**EXERCISE OBJECTIVE**
Below are the records. State how many of their lines contain "slope", with nothing else.

**DATA RECORDS**

□ □ □ □ □

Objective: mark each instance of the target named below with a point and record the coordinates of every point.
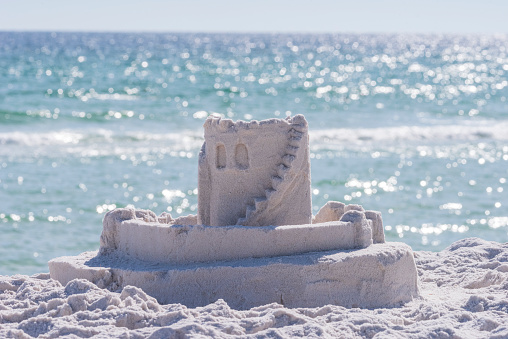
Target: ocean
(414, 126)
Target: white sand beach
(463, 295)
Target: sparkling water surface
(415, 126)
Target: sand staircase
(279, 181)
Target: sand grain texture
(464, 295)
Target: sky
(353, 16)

□ □ □ □ □

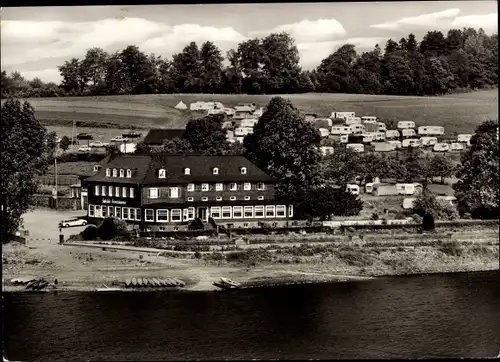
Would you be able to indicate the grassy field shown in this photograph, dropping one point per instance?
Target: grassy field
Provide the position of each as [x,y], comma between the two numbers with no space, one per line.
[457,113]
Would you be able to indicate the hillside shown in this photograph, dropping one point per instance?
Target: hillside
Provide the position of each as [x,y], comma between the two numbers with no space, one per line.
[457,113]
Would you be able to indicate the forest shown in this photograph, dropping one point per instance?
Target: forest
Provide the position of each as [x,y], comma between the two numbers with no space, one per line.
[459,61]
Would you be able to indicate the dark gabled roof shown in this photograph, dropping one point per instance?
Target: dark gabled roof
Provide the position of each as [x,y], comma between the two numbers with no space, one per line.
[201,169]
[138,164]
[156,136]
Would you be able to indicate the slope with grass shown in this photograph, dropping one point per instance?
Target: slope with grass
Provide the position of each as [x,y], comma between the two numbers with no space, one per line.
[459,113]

□ □ □ □ □

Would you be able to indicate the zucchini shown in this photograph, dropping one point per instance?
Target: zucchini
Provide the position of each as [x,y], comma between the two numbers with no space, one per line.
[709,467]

□ □ □ □ □

**SOLVED PROBLEM**
2